Please summarize the forum thread on the 22 Hornet rifle below in two sentences.

> **DOCUMENT SEGMENT**:
------------------------------------------------

# 22 Hornet Rifle



## late.runner (Dec 17, 2006)

Hi Folks,

Does anyone have firsthand experience with the accuracy of the Browning Micro Hunter in 22 Hornet or the CZ 527 American in the same caliber? I've narrowed my search down to these two, and would like to get a better sense of how well I can expect either to shoot. I read positive comments about CZ's in general, and nothing either way on the Browning, but no specifics on either.

I have looked at both at the dealer's, and prices are in the same ballpark. I guess from the hype on CZ's in general and the lack of availability of the Browning's I'm leaning toward the CZ. My reservations in going ahead with the CZ is that it's not floated or bedded while the Browning is. Triggers on both are adjustable, and by the time I pay to float the barrel on a CZ, the price will be quite a bit more than the Browning.

Accuracy is my ultimate goal, and anyone with specific experience with either rifle/caliber would be a great help.

Thank you,

Laterunner


----------



## Plainsman (Jul 30, 2003)

PM longshot, he is loading for a CZ in 22 Hornet. I know he likes that rifle.


----------



## neb_bo (Feb 3, 2007)

let us know what you get and how it shoots. i have a spot in my heart for hornets, and cz's.


----------



## cwoparson (Aug 23, 2007)

------------------------------------------------

> **SOURCE EXCERPT**:
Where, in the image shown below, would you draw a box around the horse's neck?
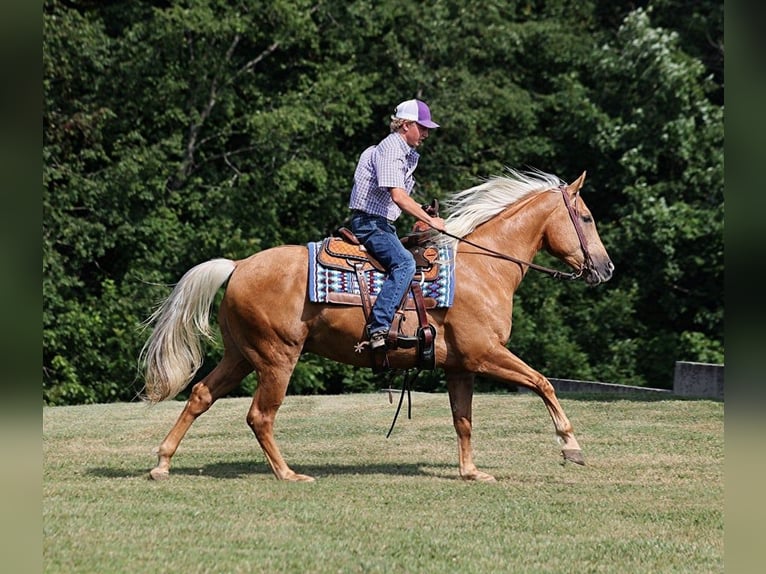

------------------------------------------------

> **FINISHED EXERCISE**:
A poster seeking accuracy asks for firsthand experience with the Browning Micro Hunter and the CZ 527 American in 22 Hornet, and leans toward the CZ despite concern that it is not floated or bedded like the Browning, which would raise its cost. One reply suggests messaging longshot, who loads for a CZ in 22 Hornet and likes that rifle, and another asks the poster to report back on the choice and how it shoots.